TEXT EXTRACT:
◇ ◇ ◇ ◇ ◇

The first major update released on December 8, 2015, includes addition of "variable breakneck speed" which allows players to change the rate of scrolling notes on screen, and an auto bass-kick option that will remove the need for drum players to hit the bass pedal and focus only on the drum pad notes. "Brutal mode" is a challenge mode where, as the player continues doing well on a song, the notes on the scrolling highway will disappear some time after they appear on it, but will still need to be played on time; the speed at which they disappear is based on how well the player is playing, and by clearing the song with what would normally be gold stars, the player earns "Crimson Stars" instead. A new "Score Challenge" gameplay mode will allow players to track what their friends are playing and then asynchronously challenge their scores on the same song, including light-hearted taunts should they win.

A February 2016 update (originally slated for January but pushed back) implemented a number of features to prevent high score cheating via game exploits, as well as changing the nature of non-Tour mode shows to allow their scores to be included in leaderboards. To effect this change, Harmonix had to wipe existing leaderboards, but in the future if similar exploits are found, they will be able to adjust leaderboards for specific songs and instruments.

Playlists were added as part of the game's April 2016 update, and a practice mode and enhanced sort sorting were added with the June 2016 update. The late 2016 updates will also coincide with the release of updated controllers from Performance Designed Products, as announced in March 2016. Harmonix released a patch to include online play on January 25, 2017, an oft-requested feature since Rock Band 4s launch; this will require players to have purchased the Rivals expansion (described below).

Updates have included additional clothing and instruments for the in-game characters, including Vault suits as part of a promotional tie-in in Bethesda's Fallout 4, the goggle headgear worn by the protagonist Raz from Double Fine Productions' Psychonauts, outfits for characters from Gearbox Software's Battleborn, and instruments and outfits inspired by Mass Effect: Andromeda. A March 2017 update included a special cel-shaded Sterling Archer avatar from the animated show Archer, developed in conjunction with Floyd County Productions and FXX.

An update to the game was released alongside Rivals; it brought back advanced song filtering options (including the ability to sort songs by their source game) and a song rating system, both present in Rock Band 3, and introduced a refreshed, dark blue interface theme. These changes are available to all players, regardless of whether they have purchased the expansion or not.

Sussman has asserted that they do not plan to bring back keyboard support that had been in Rock Band 3, seeing it diverge from their current target for Rock Band 4.

===Expansions===
In addition to free updates to the game, Harmonix has planned to release purchasable expansions to Rock Band 4, adopting a model similar to such paid expansions on Destiny and World of Warcraft.

◇ ◇ ◇ ◇ ◇

EXCERPTED DATA:
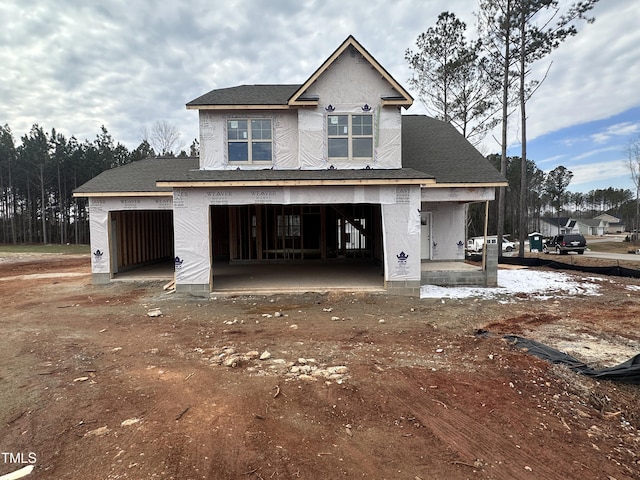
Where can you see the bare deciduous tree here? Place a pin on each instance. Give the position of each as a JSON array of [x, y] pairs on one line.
[[165, 139], [633, 162]]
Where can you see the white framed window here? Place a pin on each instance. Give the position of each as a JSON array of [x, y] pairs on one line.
[[249, 140], [288, 225], [350, 136]]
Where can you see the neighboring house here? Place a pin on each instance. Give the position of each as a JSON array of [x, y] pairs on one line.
[[323, 171], [550, 226], [613, 224], [591, 226]]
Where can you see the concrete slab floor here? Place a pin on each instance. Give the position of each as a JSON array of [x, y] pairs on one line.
[[298, 277], [275, 277]]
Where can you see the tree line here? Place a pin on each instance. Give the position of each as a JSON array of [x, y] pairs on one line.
[[476, 85], [547, 195], [38, 176]]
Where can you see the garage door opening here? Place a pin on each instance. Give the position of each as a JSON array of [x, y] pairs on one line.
[[141, 239], [330, 246]]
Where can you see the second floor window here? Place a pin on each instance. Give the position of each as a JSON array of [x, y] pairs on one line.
[[350, 136], [249, 140]]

◇ ◇ ◇ ◇ ◇

WHAT YOU NEED TO DO:
1. In the Rock Band 4 updates text, on what date did Harmonix release the patch that added online play?
2. Reproduce the Rock Band 4 updates text from "An update to" up to and including "World of Warcraft.".
The entries that come after the Rock Band 4 updates text are separate material.

RESPONSE LIST:
1. January 25, 2017

2.
An update to the game was released alongside Rivals; it brought back advanced song filtering options (including the ability to sort songs by their source game) and a song rating system, both present in Rock Band 3, and introduced a refreshed, dark blue interface theme. These changes are available to all players, regardless of whether they have purchased the expansion or not.

Sussman has asserted that they do not plan to bring back keyboard support that had been in Rock Band 3, seeing it diverge from their current target for Rock Band 4.

===Expansions===
In addition to free updates to the game, Harmonix has planned to release purchasable expansions to Rock Band 4, adopting a model similar to such paid expansions on Destiny and World of Warcraft.